**Travail demandé**:
Relevez toutes les lignes des enregistrements qui contiennent la chaîne « roof ».

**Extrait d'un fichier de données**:
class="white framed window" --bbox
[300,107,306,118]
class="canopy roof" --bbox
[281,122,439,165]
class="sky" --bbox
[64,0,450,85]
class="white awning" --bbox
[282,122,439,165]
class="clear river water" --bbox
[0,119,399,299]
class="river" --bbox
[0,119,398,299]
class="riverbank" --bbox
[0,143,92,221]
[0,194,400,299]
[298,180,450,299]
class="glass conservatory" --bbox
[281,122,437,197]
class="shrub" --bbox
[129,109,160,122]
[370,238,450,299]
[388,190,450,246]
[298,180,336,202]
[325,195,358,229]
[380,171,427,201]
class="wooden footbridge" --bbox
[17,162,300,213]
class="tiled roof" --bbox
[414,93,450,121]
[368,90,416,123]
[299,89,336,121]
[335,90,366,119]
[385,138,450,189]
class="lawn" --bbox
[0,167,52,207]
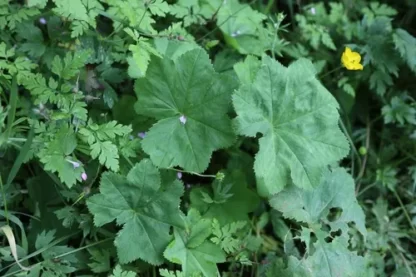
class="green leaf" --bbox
[87,160,183,264]
[87,248,114,274]
[110,265,137,277]
[91,141,119,171]
[234,56,261,85]
[164,210,225,277]
[135,49,235,172]
[35,230,56,250]
[79,120,132,172]
[276,232,370,277]
[211,220,247,253]
[393,28,416,73]
[27,0,48,9]
[270,168,367,237]
[190,172,259,225]
[381,96,416,126]
[233,57,349,196]
[51,50,90,80]
[38,127,84,188]
[128,38,159,78]
[53,0,89,21]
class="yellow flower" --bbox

**Corrigé de l'exercice**:
class="canopy roof" --bbox
class="tiled roof" --bbox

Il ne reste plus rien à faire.